RECORDS PROVIDED section start

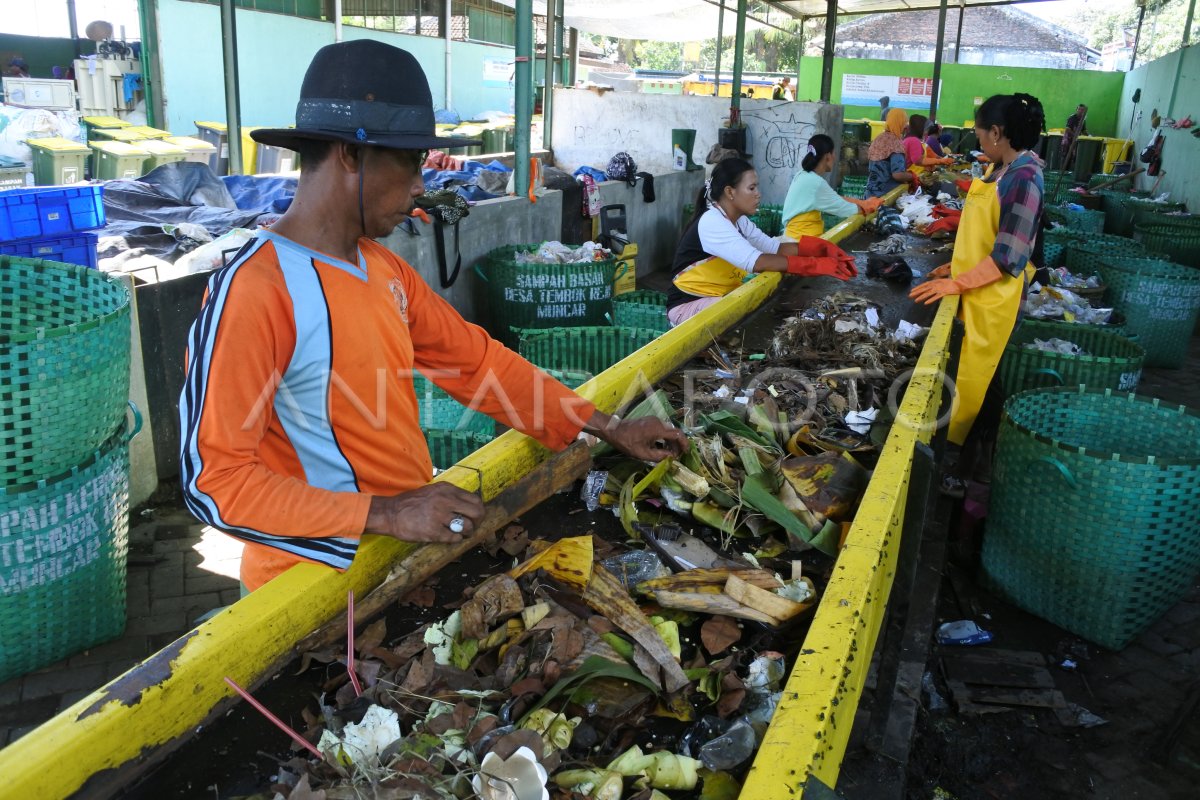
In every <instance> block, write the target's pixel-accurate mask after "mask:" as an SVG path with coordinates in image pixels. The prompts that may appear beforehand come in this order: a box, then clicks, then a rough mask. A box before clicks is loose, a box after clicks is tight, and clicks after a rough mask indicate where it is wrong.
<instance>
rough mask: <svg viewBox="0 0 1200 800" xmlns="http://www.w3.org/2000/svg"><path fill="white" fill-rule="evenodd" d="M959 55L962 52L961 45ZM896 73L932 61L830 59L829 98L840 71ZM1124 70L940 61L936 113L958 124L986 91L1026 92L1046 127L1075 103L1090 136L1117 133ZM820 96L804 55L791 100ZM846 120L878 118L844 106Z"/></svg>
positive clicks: (840, 98) (814, 63)
mask: <svg viewBox="0 0 1200 800" xmlns="http://www.w3.org/2000/svg"><path fill="white" fill-rule="evenodd" d="M964 56H966V50H965V49H964ZM846 73H850V74H868V76H902V77H911V78H931V77H932V76H934V65H932V64H916V62H912V61H881V60H871V59H834V64H833V96H832V100H833V102H835V103H840V102H841V77H842V74H846ZM1123 82H1124V74H1123V73H1121V72H1098V71H1096V70H1039V68H1033V67H1008V66H979V65H973V64H943V65H942V96H941V98H940V100H938V103H937V106H938V110H937V116H938V118H940V119H941V121H942V122H944V124H946V125H962V122H964V121H965V120H971V119H974V98H976V97H983V98H988V97H990V96H991V95H1012V94H1014V92H1019V91H1020V92H1027V94H1030V95H1033V96H1034V97H1037V98H1038V100H1040V101H1042V106H1043V107H1044V108H1045V112H1046V125H1048V127H1052V128H1061V127H1062V126H1064V125H1066V124H1067V118H1068V116H1069V115H1070V114H1073V113H1074V112H1075V106H1078V104H1079V103H1085V104H1086V106H1087V108H1088V110H1087V128H1088V131H1090V132H1091V133H1093V134H1096V136H1117V132H1118V127H1120V132H1121V133H1123V132H1124V126H1127V125H1128V116H1126V118H1124V121H1121V124H1120V126H1118V125H1117V121H1118V119H1117V102H1118V98H1120V96H1121V86H1122V83H1123ZM820 96H821V59H820V58H818V56H805V58H804V60H803V64H802V65H800V79H799V88H798V89H797V94H796V97H797V100H815V98H817V97H820ZM845 109H846V119H860V118H864V116H869V118H870V119H878V116H880V107H878V106H870V107H864V106H846V107H845Z"/></svg>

RECORDS PROVIDED section end

EXERCISE GOAL
Reproduce every entry above exactly, and omit the pictures.

SOLUTION TO THE EXERCISE
In every <instance> block, write the target's pixel-accurate mask after "mask:" as an SVG path with coordinates in image pixels. The prompts that may appear beforehand come in this order: a box, then clicks, then a rough mask. A box before clicks is loose, a box after clicks is tight, and clicks after a rough mask indicate where it is wrong.
<instance>
rough mask: <svg viewBox="0 0 1200 800" xmlns="http://www.w3.org/2000/svg"><path fill="white" fill-rule="evenodd" d="M959 55L962 52L961 45ZM896 73L932 61L830 59L829 98L840 71ZM1124 70L940 61L936 113L958 124L986 91L1026 92L1046 127L1075 103L1090 136L1117 133ZM820 96L804 55L791 100ZM846 120L878 118L844 106Z"/></svg>
positive clicks: (840, 98) (814, 63)
mask: <svg viewBox="0 0 1200 800" xmlns="http://www.w3.org/2000/svg"><path fill="white" fill-rule="evenodd" d="M964 56H966V50H965V49H964ZM846 73H850V74H868V76H902V77H911V78H931V77H932V76H934V65H932V64H916V62H912V61H881V60H871V59H834V64H833V96H832V100H833V102H835V103H840V102H841V77H842V74H846ZM1123 82H1124V74H1123V73H1121V72H1098V71H1096V70H1039V68H1033V67H1008V66H979V65H973V64H943V65H942V96H941V98H940V100H938V103H937V106H938V110H937V116H938V118H940V119H941V121H942V122H944V124H946V125H962V122H964V121H965V120H971V119H974V98H976V97H983V98H988V97H990V96H991V95H1012V94H1014V92H1019V91H1020V92H1027V94H1030V95H1033V96H1034V97H1037V98H1038V100H1040V101H1042V106H1043V107H1044V108H1045V112H1046V125H1048V127H1052V128H1061V127H1062V126H1064V125H1066V124H1067V118H1068V116H1069V115H1070V114H1073V113H1074V112H1075V106H1078V104H1079V103H1085V104H1086V106H1087V108H1088V110H1087V128H1088V131H1090V132H1091V133H1093V134H1096V136H1117V132H1118V127H1120V132H1121V133H1123V132H1124V126H1127V125H1128V116H1126V118H1124V121H1121V124H1120V126H1118V125H1117V121H1118V119H1117V102H1118V98H1120V96H1121V86H1122V83H1123ZM820 96H821V59H820V58H818V56H805V58H804V60H803V64H802V65H800V79H799V88H798V89H797V94H796V97H797V100H815V98H817V97H820ZM845 109H846V119H860V118H864V116H869V118H870V119H878V116H880V107H878V106H870V107H864V106H846V107H845Z"/></svg>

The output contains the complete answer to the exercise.